Neste contexto é que se deve compreender a inoportuna publicação da Resolução no último dia 26. Nesse sentido, há uma premente necessidade de modificá-la, aperfeiçoando-a a uma visão mais ampla, tendo em vista um detalhamento de condições para o desenvolvimento econômico e social para Alcântara – numa região com um dos menores IDH do país. Como nunca isso se faz necessário; estruturar um moderno CEA mantendo tal “status quo”, em meio a tantas potencialidades que saltam à vista, seria uma postura lamentavelmente reacionária e de enorme insensibilidade para com os brasileiros que lá vivem. 

Assim, em especial, o PDI precisará equacionar a questão fundiária, que rigorosamente comparece como problema importante desde os primórdios da implementação do CLA em meados da década de 80. É este planejamento que deve ser desenvolvido para inaugurar linhas de ação visando sua superação – base para o destravamento das potencialidades do CEA.

Requisitos
Copie o texto fornecido por inteiro, sem nenhuma alteração.

Conteúdo dos dados
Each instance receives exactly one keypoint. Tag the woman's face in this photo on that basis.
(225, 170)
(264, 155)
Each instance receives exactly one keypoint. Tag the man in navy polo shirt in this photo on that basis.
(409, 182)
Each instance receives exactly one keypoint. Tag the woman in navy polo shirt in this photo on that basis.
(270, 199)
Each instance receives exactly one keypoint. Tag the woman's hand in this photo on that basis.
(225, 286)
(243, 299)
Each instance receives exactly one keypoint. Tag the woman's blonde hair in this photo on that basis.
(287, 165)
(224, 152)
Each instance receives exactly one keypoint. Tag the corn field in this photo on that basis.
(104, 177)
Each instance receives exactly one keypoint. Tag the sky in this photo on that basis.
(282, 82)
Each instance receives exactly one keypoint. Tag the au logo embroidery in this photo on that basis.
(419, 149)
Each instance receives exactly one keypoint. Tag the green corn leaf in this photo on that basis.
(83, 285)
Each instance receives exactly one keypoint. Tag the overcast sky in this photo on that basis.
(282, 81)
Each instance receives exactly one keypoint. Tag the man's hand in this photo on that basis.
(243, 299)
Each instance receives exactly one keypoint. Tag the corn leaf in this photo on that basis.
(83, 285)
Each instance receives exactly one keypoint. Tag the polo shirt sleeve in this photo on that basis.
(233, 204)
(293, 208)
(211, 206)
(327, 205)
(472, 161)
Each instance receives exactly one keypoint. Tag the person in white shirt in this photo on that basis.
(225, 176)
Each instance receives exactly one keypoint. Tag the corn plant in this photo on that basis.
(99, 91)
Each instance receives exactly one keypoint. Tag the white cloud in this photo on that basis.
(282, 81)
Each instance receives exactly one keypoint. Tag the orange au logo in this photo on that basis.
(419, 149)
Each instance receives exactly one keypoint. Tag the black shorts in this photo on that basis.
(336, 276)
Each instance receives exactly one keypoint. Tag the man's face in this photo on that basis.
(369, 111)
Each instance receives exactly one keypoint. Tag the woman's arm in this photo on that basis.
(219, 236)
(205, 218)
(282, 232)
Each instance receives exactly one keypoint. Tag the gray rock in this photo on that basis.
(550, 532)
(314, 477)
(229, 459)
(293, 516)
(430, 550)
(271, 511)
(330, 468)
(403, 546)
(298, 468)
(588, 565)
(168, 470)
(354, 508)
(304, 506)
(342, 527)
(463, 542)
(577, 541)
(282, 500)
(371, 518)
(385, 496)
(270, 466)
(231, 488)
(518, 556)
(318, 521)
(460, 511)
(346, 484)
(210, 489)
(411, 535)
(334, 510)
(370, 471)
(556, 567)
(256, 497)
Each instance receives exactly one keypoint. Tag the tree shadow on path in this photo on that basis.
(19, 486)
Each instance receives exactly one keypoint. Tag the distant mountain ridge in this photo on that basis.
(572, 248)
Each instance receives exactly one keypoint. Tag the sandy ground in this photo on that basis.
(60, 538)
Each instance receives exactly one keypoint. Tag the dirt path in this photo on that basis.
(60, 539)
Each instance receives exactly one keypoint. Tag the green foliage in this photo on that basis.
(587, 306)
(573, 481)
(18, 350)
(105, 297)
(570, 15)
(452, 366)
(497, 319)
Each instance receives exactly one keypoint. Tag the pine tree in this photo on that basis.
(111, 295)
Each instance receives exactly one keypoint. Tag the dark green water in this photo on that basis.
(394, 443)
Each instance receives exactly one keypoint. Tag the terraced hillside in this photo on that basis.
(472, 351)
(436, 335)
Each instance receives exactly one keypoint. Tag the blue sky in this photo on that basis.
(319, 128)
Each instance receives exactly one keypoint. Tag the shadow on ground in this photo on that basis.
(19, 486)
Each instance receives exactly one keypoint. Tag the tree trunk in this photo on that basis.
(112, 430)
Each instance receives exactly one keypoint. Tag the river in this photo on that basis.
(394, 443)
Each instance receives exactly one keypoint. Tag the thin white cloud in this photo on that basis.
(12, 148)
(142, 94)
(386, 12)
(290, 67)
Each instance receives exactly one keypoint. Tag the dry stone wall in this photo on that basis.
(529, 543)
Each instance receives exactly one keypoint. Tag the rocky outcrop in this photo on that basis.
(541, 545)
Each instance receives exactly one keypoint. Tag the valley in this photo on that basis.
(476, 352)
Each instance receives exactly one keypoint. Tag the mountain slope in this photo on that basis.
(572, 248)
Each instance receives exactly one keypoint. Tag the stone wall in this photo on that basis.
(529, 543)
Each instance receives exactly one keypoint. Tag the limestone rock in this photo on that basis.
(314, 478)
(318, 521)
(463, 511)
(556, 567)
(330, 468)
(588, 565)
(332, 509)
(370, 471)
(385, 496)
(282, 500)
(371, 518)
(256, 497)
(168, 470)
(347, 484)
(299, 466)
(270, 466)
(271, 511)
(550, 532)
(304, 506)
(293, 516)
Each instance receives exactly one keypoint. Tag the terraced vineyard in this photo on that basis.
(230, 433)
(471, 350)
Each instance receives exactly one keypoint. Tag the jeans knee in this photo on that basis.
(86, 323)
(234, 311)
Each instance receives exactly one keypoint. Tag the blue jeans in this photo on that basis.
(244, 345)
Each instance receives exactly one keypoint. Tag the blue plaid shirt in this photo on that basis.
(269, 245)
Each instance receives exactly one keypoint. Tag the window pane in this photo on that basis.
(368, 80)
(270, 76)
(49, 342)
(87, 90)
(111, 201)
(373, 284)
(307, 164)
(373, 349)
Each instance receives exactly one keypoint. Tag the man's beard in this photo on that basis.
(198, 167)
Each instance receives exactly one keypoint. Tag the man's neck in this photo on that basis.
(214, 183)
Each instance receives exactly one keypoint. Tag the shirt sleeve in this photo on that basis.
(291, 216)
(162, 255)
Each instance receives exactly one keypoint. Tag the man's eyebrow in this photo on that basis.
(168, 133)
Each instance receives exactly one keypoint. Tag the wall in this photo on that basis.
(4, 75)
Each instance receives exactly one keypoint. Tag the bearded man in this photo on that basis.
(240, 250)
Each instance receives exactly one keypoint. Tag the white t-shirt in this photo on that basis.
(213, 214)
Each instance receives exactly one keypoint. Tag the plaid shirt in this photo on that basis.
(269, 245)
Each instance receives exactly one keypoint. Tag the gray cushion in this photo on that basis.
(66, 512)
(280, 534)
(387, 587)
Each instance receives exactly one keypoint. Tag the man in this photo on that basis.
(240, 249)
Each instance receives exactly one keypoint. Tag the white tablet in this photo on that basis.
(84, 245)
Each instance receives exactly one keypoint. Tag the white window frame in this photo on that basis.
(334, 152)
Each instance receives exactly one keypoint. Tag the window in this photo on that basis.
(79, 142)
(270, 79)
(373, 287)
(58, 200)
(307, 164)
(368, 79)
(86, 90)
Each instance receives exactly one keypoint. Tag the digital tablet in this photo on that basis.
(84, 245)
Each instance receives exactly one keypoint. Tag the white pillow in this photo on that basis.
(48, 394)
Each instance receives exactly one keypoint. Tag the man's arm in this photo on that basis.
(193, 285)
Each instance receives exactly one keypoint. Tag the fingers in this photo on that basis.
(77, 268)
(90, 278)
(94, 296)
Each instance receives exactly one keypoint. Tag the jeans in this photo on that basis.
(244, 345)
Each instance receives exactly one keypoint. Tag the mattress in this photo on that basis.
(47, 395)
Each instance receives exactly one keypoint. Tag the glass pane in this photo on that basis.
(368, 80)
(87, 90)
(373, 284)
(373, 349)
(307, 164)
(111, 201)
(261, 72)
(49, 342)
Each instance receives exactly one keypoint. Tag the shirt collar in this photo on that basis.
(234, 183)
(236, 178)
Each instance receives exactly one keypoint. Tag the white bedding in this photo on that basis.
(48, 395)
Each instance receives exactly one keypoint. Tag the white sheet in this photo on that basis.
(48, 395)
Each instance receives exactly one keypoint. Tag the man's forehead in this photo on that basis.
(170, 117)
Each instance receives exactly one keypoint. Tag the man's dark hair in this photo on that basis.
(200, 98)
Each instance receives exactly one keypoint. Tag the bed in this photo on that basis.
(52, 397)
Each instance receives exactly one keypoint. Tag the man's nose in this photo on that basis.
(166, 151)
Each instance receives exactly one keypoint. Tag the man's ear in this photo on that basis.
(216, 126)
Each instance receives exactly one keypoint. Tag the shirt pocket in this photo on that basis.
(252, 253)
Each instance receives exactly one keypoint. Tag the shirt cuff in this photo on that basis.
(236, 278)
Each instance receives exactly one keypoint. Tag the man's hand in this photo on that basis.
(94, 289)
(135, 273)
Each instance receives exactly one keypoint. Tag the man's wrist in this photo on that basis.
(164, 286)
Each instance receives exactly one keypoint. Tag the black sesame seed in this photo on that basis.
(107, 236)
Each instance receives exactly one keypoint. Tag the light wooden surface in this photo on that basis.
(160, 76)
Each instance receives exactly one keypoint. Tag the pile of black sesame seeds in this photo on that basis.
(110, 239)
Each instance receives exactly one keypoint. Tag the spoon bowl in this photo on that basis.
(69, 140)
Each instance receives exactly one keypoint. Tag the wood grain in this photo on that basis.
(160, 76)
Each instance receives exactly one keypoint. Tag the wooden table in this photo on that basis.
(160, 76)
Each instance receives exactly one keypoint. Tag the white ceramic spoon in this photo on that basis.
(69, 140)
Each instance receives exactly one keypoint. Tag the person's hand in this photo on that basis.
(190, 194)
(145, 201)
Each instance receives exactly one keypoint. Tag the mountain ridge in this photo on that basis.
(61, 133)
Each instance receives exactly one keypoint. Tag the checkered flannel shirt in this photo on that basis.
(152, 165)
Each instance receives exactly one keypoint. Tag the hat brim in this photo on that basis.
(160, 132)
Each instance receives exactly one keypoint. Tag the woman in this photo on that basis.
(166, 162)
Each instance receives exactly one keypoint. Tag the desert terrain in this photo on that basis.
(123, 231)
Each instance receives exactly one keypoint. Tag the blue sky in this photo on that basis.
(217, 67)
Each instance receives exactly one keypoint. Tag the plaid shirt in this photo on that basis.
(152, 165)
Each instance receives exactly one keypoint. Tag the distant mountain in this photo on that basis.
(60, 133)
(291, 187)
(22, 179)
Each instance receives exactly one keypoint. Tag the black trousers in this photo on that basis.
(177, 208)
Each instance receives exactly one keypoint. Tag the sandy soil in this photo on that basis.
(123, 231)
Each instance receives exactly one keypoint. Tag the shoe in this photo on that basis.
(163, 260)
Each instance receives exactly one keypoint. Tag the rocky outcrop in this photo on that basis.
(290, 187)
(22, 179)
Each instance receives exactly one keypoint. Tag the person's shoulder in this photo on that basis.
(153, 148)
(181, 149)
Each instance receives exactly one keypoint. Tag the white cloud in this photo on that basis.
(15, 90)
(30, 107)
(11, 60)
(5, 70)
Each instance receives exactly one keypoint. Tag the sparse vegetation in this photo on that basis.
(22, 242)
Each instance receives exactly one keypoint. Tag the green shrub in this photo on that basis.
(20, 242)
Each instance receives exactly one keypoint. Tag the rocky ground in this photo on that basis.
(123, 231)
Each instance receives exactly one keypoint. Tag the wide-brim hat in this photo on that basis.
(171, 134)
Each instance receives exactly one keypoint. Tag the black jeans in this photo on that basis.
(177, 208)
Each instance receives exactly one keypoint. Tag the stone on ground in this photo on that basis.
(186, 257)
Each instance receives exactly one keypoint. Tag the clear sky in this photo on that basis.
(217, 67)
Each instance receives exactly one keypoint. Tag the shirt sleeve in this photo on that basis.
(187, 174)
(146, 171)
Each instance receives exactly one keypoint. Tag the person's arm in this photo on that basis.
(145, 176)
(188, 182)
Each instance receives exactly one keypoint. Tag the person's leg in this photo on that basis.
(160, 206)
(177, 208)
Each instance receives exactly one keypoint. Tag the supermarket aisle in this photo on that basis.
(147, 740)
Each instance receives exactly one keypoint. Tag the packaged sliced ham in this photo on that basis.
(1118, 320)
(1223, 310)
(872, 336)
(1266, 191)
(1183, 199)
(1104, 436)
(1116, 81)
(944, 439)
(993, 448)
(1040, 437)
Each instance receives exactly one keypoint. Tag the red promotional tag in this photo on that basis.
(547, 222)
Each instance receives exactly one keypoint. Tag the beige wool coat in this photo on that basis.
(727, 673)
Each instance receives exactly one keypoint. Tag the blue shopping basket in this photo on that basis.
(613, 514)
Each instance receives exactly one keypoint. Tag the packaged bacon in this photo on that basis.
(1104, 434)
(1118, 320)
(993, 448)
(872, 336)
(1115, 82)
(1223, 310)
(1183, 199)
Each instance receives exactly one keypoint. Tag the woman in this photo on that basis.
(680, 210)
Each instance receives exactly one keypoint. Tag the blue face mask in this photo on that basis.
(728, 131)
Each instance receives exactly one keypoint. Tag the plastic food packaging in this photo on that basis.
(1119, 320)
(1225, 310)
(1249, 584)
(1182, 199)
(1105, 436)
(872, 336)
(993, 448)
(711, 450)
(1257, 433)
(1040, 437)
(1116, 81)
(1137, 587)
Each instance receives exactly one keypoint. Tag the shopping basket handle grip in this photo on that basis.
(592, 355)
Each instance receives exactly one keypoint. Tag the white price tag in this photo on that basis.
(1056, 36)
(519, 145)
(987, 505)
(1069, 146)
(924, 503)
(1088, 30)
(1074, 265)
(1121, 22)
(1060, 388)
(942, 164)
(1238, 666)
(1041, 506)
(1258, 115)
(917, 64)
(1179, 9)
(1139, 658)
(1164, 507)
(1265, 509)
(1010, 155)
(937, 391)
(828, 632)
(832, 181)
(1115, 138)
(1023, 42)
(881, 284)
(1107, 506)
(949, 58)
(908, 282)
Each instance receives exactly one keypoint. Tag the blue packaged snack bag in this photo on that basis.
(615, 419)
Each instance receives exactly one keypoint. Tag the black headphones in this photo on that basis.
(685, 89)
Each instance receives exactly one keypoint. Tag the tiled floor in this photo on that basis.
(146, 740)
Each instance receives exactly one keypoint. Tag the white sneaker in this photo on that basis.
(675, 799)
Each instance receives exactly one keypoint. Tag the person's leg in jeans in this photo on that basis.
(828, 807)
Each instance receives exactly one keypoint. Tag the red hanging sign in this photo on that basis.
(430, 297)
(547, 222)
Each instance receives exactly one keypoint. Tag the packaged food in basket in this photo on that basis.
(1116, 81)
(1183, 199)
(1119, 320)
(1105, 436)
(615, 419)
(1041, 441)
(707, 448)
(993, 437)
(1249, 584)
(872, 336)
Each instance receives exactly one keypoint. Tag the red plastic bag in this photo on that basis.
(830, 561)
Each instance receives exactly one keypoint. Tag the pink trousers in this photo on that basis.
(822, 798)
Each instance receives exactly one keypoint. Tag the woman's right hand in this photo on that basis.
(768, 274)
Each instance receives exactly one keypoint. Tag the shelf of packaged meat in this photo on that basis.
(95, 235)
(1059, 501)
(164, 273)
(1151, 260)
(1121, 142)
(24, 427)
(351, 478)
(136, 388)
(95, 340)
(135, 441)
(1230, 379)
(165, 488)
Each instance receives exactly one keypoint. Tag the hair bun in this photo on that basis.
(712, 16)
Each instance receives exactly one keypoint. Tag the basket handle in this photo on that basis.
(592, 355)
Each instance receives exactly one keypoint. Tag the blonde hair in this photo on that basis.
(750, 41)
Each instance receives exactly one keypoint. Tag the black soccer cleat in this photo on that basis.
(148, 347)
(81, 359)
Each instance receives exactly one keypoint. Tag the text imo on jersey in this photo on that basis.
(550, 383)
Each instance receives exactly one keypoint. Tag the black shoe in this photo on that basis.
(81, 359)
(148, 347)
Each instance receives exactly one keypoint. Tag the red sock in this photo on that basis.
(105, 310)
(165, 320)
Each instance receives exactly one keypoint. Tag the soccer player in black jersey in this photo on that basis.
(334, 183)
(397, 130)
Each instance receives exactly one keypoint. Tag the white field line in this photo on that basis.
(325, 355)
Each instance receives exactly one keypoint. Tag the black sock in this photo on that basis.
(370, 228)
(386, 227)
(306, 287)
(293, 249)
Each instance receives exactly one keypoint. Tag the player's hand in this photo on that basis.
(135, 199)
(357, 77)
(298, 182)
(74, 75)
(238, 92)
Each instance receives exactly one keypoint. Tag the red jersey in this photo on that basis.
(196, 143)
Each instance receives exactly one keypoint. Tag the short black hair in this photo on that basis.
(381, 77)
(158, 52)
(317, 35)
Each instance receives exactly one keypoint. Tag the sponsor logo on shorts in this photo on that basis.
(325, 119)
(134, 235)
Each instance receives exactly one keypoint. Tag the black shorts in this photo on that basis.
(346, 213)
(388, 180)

Solução
Neste contexto é que se deve compreender a inoportuna publicação da Resolução no último dia 26. Nesse sentido, há uma premente necessidade de modificá-la, aperfeiçoando-a a uma visão mais ampla, tendo em vista um detalhamento de condições para o desenvolvimento econômico e social para Alcântara – numa região com um dos menores IDH do país. Como nunca isso se faz necessário; estruturar um moderno CEA mantendo tal “status quo”, em meio a tantas potencialidades que saltam à vista, seria uma postura lamentavelmente reacionária e de enorme insensibilidade para com os brasileiros que lá vivem. 

Assim, em especial, o PDI precisará equacionar a questão fundiária, que rigorosamente comparece como problema importante desde os primórdios da implementação do CLA em meados da década de 80. É este planejamento que deve ser desenvolvido para inaugurar linhas de ação visando sua superação – base para o destravamento das potencialidades do CEA.